- Challenge A -
From the passage on the film's release below, write out the portion from "If everything falls" up to and including "sometime after that.".

- Text block -
══════

QUESTION: When am I going to be able to see it? And where?

That’s the key question, and the answer is I don’t know, and the decision isn’t mine anyway – it will not even be the distributor´s decision most likely – it will be the exhibitors´. They’re the ones that call the shots. If a distributor can’t get the screens, then they can’t release the movie.

If everything falls into place, then I’m hoping – and I emphasise the word hoping – that the film will be in cinemas in Australia in the first half of 2024, and internationally sometime after that.

Streaming then will follow – and as for the timing on that, it will depend on the distributors, because they’ll most probably hold those rights.

But you know, there’s another scenario:

The film gets invited into Official Selection at the Cannes Film Festival, the film gets a ten minute standing ovation in the Palais, after the screening there’s a bidding war between Netflix, Amazon, A24 and a bunch of others, Netflix offers us US$20m and it takes us all of five seconds to accept their offer, they give the film a short theatrical release to qualify for the Oscars, then a quick window to streaming – meanwhile the film goes on to take out Oscars for Best Picture, Best Director, Best Actor and Best Screenplay – I accept the three Oscars with practiced humility, the film then gets another run in the cinemas, and I´m then signed by Warner Bros to direct a Marvel spinoff movie for a directing fee of $7.5m with 5% from dollar one.

I like that scenario.

haha

The reality is that first we have to finish the movie then we have to get distribution then we have to market the film very carefully. I’ve seen too many good films fall through the cracks to be complacent about all this stuff. It´s a delicate and complex process making a movie – it´s even more delicate and complex selling it.

══════

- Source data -
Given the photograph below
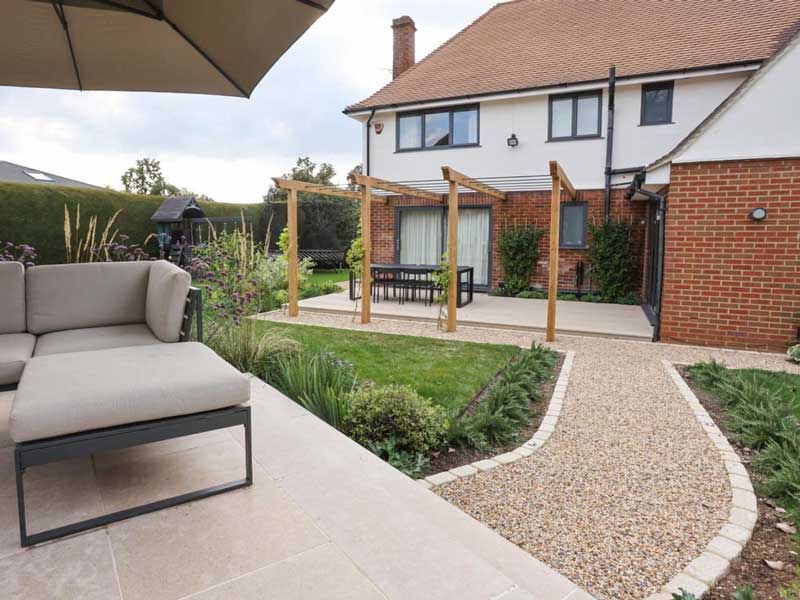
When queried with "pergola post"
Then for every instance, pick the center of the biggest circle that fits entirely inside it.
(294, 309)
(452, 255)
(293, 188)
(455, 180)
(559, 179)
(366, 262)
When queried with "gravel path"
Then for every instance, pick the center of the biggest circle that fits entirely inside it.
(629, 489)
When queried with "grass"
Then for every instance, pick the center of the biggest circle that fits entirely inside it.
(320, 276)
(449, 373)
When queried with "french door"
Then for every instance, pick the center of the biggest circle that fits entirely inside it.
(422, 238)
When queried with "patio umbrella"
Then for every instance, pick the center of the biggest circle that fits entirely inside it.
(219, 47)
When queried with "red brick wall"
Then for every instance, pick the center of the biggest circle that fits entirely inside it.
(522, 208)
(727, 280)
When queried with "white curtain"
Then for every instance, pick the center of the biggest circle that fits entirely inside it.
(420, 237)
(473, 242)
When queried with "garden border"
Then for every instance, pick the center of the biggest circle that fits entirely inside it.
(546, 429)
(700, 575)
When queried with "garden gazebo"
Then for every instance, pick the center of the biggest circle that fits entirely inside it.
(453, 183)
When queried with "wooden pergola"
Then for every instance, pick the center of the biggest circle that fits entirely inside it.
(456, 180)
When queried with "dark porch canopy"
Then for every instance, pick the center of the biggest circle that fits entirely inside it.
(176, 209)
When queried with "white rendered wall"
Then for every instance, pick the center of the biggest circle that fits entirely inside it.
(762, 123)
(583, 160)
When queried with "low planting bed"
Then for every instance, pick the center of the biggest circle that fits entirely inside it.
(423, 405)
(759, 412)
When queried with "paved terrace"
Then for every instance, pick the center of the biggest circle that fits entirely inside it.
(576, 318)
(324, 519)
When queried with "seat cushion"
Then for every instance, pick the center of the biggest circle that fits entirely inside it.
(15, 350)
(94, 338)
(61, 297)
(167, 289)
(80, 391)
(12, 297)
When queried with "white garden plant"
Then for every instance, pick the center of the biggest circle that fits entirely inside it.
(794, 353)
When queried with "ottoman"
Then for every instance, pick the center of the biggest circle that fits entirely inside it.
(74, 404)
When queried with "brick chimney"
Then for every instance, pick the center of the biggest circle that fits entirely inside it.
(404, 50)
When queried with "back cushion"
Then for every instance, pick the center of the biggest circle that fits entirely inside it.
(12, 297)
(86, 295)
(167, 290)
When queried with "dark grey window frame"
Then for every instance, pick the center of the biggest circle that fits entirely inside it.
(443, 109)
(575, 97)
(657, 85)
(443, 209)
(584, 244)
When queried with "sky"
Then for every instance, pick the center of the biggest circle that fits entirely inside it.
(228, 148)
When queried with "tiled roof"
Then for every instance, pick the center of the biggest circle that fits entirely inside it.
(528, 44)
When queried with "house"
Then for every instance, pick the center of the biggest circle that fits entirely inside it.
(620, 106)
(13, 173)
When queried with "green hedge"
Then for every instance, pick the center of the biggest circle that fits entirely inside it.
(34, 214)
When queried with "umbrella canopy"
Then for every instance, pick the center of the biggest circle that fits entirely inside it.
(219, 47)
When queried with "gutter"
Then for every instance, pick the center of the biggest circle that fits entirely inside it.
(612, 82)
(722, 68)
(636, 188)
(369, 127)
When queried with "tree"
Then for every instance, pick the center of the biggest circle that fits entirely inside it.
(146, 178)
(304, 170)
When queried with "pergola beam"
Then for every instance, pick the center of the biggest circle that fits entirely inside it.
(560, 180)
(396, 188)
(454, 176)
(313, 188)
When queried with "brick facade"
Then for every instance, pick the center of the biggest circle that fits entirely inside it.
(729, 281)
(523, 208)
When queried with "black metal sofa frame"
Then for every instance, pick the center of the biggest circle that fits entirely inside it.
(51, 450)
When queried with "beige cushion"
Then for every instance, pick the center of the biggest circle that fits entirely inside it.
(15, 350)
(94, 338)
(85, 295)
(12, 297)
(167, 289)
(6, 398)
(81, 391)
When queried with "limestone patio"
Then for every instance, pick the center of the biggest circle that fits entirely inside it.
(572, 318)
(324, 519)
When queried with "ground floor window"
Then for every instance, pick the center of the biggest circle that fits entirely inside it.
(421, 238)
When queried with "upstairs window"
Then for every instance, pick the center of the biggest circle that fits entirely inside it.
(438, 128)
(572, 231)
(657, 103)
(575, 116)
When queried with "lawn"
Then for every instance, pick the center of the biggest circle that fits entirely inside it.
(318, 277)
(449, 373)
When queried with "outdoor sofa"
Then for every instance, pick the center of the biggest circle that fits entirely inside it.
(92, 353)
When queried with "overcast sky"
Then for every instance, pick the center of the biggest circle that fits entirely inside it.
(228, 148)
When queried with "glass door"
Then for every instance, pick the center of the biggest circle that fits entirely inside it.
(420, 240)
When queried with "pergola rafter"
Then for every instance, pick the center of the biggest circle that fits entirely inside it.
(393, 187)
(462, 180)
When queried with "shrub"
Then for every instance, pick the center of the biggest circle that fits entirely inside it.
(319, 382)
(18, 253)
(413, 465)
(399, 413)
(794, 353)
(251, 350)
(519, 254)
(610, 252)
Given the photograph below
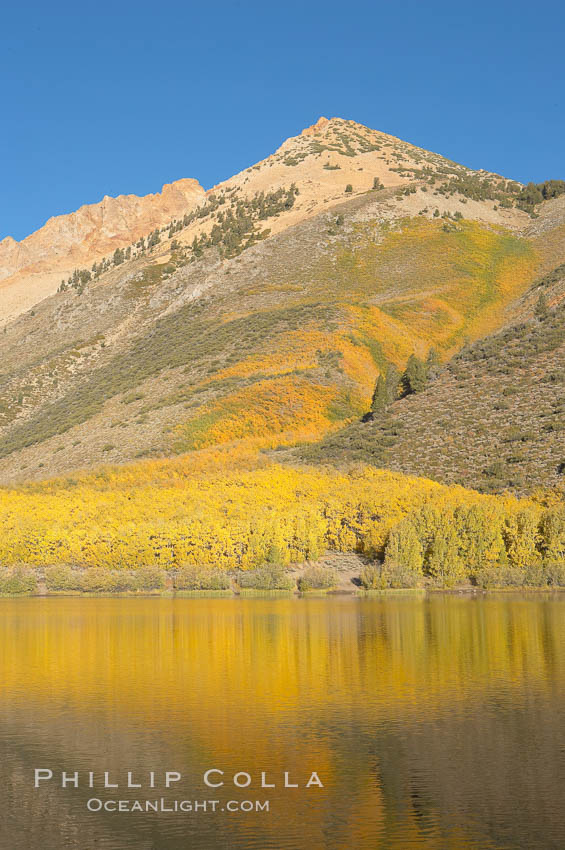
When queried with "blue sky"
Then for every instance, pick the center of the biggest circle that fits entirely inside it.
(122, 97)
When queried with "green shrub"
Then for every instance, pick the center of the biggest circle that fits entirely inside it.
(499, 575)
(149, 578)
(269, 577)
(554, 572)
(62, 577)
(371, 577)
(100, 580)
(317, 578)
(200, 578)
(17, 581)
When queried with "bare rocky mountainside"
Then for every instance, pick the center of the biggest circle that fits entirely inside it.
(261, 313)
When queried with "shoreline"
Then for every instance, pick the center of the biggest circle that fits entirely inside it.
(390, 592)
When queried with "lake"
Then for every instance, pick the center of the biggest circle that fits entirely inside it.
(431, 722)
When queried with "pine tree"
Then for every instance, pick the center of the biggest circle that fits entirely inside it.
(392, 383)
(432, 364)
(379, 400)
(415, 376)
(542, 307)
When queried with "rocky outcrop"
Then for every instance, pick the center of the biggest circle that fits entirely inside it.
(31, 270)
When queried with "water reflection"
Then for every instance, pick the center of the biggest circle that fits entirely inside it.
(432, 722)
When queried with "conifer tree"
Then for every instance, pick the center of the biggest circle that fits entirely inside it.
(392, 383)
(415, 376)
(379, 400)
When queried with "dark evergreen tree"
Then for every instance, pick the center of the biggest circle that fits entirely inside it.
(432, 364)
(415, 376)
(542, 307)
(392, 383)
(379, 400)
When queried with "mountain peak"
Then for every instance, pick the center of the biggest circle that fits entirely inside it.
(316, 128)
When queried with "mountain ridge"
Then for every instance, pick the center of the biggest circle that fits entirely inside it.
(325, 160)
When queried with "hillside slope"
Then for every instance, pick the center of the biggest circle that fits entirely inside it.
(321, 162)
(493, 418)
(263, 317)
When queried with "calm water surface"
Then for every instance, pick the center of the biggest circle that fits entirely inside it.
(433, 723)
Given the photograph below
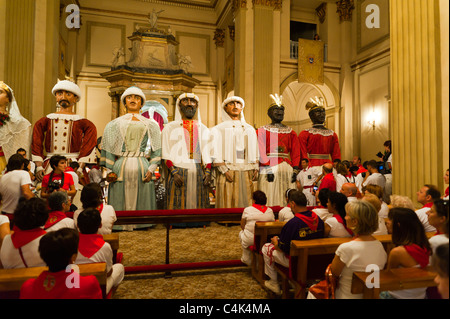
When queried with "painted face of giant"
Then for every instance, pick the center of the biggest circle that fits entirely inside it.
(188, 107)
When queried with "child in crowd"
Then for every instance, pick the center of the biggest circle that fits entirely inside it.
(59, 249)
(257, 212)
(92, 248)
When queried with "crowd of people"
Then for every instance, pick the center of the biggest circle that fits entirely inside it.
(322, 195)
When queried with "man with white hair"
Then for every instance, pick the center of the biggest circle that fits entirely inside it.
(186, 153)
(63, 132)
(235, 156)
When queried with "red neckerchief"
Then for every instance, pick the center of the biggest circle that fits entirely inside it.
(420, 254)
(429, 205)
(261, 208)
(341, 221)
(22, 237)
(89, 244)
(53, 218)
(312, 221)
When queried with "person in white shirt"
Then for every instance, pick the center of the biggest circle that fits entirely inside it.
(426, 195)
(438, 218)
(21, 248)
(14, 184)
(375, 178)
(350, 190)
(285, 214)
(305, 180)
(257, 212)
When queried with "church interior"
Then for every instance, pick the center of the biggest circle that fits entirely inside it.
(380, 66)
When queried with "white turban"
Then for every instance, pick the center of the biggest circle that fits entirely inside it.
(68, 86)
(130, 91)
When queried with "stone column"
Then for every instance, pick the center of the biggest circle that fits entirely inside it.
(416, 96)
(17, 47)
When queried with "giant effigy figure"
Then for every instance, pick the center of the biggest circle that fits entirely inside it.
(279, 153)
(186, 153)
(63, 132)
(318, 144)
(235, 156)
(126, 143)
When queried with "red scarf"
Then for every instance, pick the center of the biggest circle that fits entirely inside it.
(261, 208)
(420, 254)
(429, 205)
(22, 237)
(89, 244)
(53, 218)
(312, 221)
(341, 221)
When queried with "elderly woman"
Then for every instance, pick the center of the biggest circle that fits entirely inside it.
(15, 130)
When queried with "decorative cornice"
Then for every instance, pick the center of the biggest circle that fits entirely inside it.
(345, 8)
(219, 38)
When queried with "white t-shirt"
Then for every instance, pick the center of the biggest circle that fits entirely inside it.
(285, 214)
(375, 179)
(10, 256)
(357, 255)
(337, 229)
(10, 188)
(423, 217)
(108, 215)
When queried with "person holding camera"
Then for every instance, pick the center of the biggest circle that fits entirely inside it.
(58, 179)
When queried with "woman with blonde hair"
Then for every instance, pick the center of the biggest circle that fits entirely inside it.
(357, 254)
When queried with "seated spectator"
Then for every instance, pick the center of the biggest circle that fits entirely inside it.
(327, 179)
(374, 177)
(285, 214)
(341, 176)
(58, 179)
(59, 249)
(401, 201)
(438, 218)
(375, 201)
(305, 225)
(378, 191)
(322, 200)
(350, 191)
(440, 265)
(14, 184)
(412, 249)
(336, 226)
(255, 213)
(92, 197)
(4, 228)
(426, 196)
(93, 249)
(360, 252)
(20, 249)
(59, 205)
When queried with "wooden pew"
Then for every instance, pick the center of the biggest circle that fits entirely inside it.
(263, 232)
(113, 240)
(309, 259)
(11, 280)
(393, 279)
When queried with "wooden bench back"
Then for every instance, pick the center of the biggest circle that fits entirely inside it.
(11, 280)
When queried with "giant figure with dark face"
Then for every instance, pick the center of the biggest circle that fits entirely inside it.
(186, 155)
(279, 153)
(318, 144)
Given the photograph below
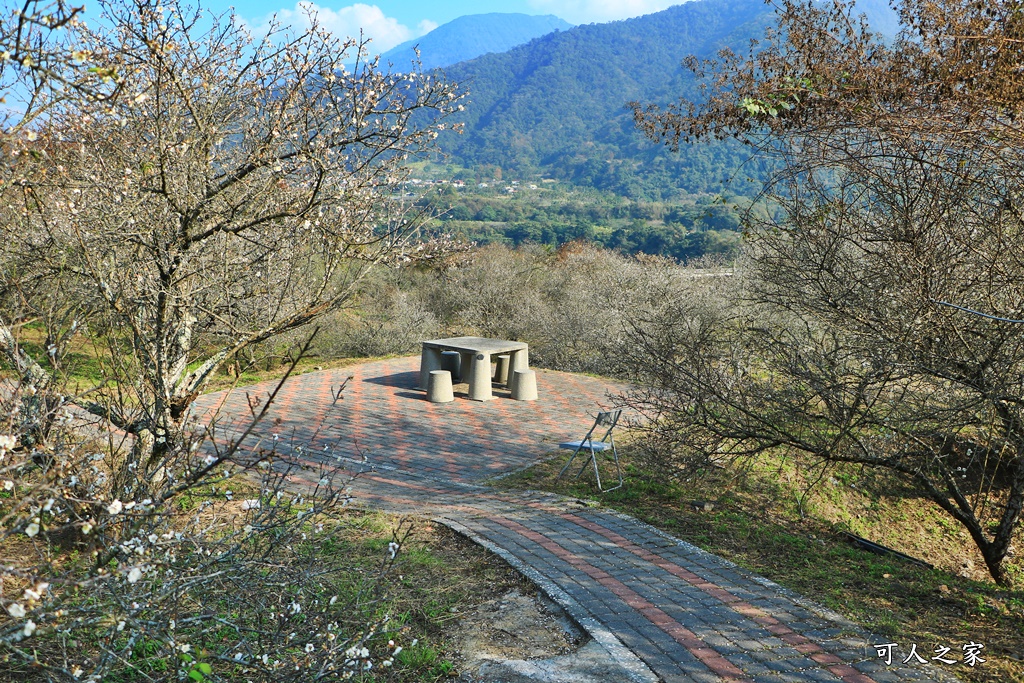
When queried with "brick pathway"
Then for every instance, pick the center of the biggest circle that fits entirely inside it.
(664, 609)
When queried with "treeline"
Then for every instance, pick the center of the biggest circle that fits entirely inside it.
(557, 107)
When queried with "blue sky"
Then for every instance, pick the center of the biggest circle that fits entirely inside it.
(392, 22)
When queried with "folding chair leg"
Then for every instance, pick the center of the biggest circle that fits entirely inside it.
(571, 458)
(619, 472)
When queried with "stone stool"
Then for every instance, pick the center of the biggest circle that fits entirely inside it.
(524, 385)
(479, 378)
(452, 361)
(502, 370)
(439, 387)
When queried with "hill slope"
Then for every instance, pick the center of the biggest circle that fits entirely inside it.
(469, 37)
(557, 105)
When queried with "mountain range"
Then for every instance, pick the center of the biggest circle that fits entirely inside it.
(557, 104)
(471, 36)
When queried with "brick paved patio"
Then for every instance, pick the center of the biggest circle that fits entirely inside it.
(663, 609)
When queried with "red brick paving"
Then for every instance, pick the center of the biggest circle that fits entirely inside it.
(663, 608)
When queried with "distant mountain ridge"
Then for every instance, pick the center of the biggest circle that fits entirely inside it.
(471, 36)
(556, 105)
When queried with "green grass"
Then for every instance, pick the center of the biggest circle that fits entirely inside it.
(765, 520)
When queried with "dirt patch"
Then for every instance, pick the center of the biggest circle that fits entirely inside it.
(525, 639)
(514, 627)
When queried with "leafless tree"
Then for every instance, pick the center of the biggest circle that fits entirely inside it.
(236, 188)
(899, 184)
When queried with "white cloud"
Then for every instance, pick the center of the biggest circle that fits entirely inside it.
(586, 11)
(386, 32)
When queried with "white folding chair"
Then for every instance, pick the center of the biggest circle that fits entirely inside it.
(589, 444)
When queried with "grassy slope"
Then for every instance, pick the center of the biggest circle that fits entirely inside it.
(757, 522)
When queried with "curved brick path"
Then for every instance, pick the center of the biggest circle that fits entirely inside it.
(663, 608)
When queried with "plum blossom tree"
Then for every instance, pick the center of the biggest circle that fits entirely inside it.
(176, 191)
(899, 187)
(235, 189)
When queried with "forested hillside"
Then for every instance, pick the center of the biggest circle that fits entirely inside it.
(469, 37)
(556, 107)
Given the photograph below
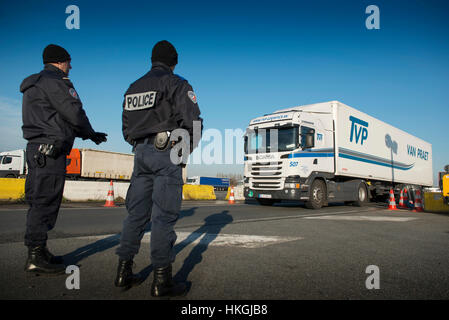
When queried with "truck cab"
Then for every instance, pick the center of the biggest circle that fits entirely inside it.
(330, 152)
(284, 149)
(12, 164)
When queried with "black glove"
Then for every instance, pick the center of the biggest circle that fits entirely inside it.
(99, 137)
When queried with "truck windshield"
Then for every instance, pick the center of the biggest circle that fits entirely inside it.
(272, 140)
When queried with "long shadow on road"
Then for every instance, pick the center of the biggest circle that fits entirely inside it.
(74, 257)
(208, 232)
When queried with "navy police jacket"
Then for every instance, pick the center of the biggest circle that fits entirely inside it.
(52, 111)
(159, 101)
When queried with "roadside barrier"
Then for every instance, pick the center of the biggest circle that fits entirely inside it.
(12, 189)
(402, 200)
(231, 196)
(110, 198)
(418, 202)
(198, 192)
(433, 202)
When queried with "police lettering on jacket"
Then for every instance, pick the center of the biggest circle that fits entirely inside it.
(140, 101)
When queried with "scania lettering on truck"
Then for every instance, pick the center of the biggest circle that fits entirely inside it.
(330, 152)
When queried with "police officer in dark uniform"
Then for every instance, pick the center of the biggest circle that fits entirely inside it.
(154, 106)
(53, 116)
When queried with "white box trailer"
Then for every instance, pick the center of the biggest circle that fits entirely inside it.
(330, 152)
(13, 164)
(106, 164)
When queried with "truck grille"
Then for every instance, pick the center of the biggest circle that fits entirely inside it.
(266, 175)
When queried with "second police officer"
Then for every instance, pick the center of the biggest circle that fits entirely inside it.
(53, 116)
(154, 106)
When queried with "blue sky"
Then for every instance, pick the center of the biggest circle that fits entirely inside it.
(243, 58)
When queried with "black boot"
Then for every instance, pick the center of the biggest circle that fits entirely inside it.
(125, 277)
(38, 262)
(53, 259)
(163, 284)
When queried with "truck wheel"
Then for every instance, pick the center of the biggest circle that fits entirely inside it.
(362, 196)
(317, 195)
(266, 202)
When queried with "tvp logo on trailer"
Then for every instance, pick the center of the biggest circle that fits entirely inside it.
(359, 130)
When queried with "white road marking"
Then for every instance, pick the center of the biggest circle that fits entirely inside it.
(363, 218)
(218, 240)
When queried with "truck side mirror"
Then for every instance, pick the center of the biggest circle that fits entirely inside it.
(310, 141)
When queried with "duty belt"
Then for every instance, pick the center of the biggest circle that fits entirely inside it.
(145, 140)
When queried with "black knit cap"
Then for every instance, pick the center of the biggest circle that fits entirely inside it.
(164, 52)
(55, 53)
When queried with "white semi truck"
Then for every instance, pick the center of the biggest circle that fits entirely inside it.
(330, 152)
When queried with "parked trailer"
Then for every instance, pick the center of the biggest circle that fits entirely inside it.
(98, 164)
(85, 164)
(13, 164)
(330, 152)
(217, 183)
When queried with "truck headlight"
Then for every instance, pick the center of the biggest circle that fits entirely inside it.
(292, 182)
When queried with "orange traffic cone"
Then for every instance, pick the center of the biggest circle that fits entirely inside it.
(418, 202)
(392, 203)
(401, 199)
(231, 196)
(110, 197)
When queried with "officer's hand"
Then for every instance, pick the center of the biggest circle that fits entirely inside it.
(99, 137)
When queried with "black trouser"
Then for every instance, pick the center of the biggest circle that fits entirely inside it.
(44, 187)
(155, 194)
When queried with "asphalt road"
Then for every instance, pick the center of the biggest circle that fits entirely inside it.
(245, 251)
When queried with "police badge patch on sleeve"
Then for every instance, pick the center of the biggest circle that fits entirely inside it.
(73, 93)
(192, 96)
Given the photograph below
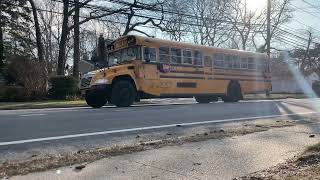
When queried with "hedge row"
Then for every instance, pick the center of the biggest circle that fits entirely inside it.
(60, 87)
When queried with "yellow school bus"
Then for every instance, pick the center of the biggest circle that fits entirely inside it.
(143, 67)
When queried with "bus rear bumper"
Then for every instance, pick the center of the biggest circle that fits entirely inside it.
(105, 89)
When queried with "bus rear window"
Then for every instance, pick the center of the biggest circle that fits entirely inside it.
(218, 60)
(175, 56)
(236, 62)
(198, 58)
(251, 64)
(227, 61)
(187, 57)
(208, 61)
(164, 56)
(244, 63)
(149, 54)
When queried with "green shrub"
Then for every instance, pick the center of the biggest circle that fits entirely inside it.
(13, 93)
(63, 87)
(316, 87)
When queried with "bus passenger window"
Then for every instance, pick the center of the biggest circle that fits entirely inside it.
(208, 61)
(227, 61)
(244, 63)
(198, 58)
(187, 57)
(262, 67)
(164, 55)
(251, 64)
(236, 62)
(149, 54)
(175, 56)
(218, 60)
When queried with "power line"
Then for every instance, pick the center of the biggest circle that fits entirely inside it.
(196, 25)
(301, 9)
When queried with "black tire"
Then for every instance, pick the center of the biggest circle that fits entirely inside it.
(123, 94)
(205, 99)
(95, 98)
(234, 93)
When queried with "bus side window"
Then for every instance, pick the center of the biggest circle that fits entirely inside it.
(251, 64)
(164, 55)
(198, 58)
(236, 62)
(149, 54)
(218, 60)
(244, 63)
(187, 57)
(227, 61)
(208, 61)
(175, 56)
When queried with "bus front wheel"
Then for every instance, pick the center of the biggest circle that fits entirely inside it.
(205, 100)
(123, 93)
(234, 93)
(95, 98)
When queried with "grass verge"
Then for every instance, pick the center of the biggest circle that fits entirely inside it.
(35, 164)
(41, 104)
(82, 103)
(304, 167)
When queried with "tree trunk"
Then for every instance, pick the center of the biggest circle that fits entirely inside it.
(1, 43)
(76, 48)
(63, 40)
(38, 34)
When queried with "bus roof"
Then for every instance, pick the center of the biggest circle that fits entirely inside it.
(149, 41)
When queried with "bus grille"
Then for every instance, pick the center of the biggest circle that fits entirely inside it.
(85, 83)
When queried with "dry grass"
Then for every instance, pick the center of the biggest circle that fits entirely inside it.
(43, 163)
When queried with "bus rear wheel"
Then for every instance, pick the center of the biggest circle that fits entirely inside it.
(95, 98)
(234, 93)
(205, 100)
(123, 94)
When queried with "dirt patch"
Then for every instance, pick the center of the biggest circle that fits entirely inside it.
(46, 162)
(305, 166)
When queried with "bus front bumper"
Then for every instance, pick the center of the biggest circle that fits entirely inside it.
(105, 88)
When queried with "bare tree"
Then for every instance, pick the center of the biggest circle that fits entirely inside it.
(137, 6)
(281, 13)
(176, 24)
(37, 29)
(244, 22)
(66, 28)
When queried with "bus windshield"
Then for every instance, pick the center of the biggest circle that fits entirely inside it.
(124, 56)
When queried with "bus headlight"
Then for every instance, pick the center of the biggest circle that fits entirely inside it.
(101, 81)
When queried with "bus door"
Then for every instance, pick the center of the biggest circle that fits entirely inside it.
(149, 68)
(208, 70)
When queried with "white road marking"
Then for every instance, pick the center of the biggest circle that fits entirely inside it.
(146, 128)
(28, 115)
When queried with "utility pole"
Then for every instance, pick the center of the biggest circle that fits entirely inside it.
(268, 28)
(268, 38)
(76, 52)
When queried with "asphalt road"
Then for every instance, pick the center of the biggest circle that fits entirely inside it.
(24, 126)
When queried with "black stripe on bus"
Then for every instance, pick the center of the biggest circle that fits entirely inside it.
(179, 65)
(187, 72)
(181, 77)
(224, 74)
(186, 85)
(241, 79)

══════

- Challenge B -
Filter the source data above, copying each line that contains the word "lettering".

- Correct output A -
If everything falls into place, then I’m hoping – and I emphasise the word hoping – that the film will be in cinemas in Australia in the first half of 2024, and internationally sometime after that.

- Correct output B -
When queried with "police lettering on jacket"
When queried with "scania lettering on truck"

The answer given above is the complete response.